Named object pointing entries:
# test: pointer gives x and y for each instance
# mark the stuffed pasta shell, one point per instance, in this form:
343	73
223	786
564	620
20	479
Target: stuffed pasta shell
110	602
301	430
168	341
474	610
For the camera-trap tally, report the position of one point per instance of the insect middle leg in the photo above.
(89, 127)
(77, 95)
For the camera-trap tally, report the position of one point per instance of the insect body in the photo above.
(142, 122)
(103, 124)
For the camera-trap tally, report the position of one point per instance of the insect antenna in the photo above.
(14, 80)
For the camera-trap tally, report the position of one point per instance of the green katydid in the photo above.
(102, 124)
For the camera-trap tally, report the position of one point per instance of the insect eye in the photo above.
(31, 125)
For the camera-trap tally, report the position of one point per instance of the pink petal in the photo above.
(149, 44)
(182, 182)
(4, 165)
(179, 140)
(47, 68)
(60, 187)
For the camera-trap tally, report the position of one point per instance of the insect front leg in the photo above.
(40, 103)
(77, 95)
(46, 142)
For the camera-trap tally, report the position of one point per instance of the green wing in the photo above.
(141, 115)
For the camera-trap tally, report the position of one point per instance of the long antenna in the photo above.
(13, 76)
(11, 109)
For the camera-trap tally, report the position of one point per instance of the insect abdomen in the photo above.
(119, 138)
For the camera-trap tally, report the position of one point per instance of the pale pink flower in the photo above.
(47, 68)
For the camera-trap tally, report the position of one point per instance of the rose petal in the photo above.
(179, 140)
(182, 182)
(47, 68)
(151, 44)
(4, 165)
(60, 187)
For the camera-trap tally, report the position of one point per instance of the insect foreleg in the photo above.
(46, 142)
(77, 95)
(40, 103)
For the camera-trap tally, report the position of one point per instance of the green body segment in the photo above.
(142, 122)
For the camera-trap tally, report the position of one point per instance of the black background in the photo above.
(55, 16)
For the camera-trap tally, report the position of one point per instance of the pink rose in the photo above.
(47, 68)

— Goal —
Convert the data from the line containing "background in the photo above." through the end of the data into a two-column CSV with the headers text and answer. Each text and its answer go on one row, with every field quoted and line breaks replaced by spaces.

— Response below —
text,answer
"For the camera-trap tally, report the position of one point per instance of the black background in the photo above.","(55, 16)"
"For the camera-trap tally, report the position of one point per instance of the pink rose in the photo above.","(47, 68)"